* 本文:
• • • •

2.《ネタバレ》 そもそもは大好きナオミ・ワッツさん出演という理由だけで、さして予備知識もなく見始めた作品。しかしながら、観終わってみれば一見邦画かなと思ってしまうような日本的、或いは東洋的な価値観・人間愛・宗教間を感じさせてくれる佳作でした。
マシューさんの嫌な旦那っぷりとナオミさんの悲しいぐらい堕落してしまいそうな嫁っぷりの演技。流石ですね。渡辺謙さんの傷付き疲弊しながらも生命力に溢れた存在感も流石でした。

• • • •

* 取り組む問題: ナオミ・ワッツ出演の映画について述べた感想文（本文）を、最後の文の後から書き続けなさい。 次に示す資料は、本文とは別の素材である。

• • • •

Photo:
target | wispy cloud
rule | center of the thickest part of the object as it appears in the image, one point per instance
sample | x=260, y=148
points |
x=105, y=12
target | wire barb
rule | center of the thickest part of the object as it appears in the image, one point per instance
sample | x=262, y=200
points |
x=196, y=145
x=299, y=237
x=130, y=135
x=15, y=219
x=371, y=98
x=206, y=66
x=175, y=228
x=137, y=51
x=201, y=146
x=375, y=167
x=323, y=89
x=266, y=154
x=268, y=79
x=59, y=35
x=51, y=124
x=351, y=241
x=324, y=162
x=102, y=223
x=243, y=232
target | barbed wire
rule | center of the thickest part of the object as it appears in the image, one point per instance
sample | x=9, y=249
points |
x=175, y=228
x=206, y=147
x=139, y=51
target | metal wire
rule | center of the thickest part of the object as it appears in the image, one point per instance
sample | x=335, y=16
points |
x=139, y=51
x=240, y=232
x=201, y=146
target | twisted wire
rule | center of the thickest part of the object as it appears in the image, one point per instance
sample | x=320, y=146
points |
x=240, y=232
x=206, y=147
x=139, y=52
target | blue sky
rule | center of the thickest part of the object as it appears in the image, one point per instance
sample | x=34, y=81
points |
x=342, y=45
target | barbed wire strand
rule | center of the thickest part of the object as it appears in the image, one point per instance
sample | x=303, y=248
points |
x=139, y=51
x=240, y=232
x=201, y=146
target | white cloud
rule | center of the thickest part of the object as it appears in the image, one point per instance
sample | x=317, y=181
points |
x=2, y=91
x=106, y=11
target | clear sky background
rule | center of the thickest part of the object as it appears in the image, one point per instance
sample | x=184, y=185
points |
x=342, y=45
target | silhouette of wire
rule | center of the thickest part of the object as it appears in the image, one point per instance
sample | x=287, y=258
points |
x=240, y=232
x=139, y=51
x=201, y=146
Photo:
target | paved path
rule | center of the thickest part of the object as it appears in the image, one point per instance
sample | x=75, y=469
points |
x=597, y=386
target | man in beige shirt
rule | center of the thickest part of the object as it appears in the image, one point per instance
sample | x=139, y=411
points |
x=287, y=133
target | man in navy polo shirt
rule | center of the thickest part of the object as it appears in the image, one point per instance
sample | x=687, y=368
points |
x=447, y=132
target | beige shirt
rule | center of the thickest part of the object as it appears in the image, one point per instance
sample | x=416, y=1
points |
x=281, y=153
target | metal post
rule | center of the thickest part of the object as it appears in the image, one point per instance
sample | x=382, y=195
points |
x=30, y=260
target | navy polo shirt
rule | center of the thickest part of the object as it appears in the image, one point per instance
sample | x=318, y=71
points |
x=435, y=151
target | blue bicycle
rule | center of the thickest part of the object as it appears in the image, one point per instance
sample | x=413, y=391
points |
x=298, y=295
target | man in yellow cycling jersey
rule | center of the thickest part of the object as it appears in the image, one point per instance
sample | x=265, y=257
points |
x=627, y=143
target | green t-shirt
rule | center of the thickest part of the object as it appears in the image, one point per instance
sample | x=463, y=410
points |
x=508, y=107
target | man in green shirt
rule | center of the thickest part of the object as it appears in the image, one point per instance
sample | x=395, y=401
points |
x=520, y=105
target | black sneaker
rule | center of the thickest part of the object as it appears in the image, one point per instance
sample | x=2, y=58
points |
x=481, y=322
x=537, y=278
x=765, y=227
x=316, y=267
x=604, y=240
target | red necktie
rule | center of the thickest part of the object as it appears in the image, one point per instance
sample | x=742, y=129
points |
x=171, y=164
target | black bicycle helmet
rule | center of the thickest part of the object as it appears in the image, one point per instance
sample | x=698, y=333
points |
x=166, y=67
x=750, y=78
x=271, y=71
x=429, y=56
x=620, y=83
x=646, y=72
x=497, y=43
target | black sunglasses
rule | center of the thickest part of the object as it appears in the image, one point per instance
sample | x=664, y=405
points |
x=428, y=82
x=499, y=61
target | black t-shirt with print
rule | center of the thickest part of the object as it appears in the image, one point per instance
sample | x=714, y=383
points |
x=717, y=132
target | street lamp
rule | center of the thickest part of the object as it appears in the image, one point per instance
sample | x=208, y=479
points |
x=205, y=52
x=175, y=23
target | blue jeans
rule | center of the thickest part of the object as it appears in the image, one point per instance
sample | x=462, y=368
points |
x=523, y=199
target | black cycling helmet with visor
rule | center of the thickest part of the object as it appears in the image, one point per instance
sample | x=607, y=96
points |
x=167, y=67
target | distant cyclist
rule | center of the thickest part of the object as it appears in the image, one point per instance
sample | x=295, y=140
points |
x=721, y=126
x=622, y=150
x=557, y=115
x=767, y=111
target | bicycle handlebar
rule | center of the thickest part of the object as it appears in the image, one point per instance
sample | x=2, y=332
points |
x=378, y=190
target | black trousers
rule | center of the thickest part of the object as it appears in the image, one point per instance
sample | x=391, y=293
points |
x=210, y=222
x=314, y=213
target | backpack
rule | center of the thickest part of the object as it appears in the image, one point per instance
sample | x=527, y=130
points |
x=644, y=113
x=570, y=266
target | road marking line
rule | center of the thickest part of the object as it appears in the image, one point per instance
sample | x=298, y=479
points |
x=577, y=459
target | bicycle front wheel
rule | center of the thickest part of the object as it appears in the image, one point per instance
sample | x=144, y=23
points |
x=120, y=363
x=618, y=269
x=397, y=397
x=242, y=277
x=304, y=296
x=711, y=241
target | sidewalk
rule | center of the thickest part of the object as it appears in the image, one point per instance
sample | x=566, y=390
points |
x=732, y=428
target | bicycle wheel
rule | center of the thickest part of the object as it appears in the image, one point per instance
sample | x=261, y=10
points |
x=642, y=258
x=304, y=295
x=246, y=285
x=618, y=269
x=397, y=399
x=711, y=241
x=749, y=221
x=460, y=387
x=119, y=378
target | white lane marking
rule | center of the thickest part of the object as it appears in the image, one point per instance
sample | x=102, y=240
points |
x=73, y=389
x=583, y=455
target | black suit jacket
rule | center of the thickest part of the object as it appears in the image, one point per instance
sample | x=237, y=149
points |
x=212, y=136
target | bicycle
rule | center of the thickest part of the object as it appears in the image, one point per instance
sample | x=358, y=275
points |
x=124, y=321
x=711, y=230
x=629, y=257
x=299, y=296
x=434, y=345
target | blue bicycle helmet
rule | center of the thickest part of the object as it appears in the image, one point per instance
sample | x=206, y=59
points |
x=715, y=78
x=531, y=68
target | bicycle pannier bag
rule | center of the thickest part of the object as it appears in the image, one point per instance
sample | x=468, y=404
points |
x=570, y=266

• • • •

* 解答:
初出時には超違和感だった「キイロ」という名前の伏線はもうひとひねり欲しかったところ。どう考えても「ファイナルデスティネーション」的に交差点で突っ込まれてしまう顛末は、物語の展開上予定調和的必然性を感じてしまうこと。些末なところでは、いくら凍えているからといって遺体の衣服を拝借して着用していて大丈夫なの?とか、テントの中だって相当な状況だろうに?とか…。気になるディテールはありますが、富士の樹海の懐の深さを背景に3人の名優が綴る物語は静謐な中に途切れることのない緊張感が満ちていて見応え十分でした。空港のカウンターや病院の医師、カウンセラーの雰囲気がちょっとばかり日本人離れしていて「あぁやっぱハリウッド作品だ」と思わせられたぐらいが興覚めポイントでした。
結局タクミは誰だったのでしょうか?人知を超えた存在?それともアーサーの良心?無粋な結論が披露されなくて良かった。最後まで納得できた良作でした。